Task directions »
In the health care article below, how would you say "It is important to approach health care as a partnership." in Spanish?

The Stanly News and Press (Albemarle, NC)

Special Sections

January 30, 2013

Partner with healthcare provider for better results

Wednesday, January 30, 2013 — Healthcare today is changing. With more access to information, more information available, and more choices about our health care, we are becoming smarter health care consumers. We, as patients have greater responsibility for our own health than ever. It is important to approach health care as a partnership. Whether with a doctor, therapist, nurse practitioner or other health care provider, when we take an active role and approach managing our health care as a partner with our provider, we participate in treatment decisions that can help to ensure we get the best care possible.  One of the most important things about managing your health care is choosing and using a primary care physician. Don’t put it off. Choose a doctor and develop a relationship before you become ill or injured and need care. You can ask family, friends or neighbors for referrals. Or use the physician referral service operated by your local hospital. There are some things to consider. Does your insurance plan have any rules regarding choosing a physician? Are you more comfortable with a male or female? Where is the office located? Once you have chosen a provider, call the office to schedule a get-acquainted phone call or meeting.

Records shown »
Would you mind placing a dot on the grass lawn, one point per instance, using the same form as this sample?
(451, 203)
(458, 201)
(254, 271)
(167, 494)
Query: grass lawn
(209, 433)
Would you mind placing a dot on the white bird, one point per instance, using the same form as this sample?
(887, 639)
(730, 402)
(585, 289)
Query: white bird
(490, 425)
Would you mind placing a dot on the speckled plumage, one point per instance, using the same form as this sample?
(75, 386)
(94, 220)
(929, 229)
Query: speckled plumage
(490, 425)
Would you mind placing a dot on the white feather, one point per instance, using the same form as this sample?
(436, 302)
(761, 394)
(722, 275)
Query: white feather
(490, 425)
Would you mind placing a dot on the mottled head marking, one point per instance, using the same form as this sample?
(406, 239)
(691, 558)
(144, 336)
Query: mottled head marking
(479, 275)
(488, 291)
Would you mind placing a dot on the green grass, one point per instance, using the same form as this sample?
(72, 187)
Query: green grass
...
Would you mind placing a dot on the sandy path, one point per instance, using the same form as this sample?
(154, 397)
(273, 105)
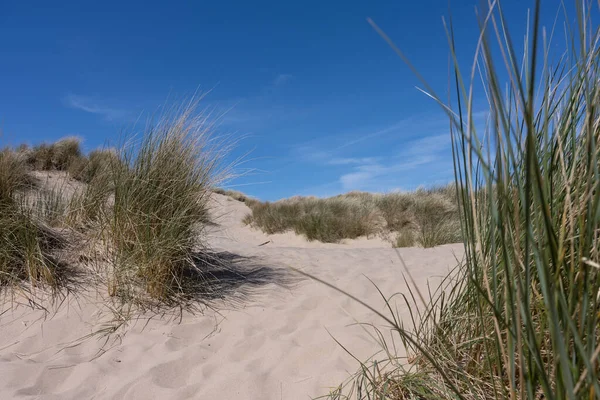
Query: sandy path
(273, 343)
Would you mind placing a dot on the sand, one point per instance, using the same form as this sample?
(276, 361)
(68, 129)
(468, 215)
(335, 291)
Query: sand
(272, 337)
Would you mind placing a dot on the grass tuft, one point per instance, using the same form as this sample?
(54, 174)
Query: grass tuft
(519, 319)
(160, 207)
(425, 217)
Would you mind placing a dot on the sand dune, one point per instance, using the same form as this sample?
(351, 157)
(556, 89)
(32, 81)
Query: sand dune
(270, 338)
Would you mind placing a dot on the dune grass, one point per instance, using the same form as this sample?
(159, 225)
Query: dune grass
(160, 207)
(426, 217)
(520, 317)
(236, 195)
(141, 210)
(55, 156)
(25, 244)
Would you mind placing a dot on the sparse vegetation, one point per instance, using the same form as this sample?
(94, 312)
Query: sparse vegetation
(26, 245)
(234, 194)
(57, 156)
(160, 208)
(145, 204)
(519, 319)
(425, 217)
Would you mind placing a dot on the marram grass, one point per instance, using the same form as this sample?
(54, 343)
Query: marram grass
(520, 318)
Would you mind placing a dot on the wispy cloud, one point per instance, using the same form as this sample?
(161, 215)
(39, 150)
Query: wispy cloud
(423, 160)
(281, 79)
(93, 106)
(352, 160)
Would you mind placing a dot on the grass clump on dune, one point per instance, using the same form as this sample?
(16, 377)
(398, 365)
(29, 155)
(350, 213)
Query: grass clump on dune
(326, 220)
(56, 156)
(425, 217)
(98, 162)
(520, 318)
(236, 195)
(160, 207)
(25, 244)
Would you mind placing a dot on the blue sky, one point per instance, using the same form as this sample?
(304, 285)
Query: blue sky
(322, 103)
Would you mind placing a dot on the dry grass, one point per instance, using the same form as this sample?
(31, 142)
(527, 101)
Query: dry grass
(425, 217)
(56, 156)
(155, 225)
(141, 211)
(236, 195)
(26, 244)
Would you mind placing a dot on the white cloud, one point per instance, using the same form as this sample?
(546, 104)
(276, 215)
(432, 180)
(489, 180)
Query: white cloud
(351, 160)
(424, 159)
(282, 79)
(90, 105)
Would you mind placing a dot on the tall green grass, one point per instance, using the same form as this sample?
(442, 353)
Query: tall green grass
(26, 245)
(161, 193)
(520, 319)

Solution to the problem »
Es importante abordar la atención médica como una colaboración.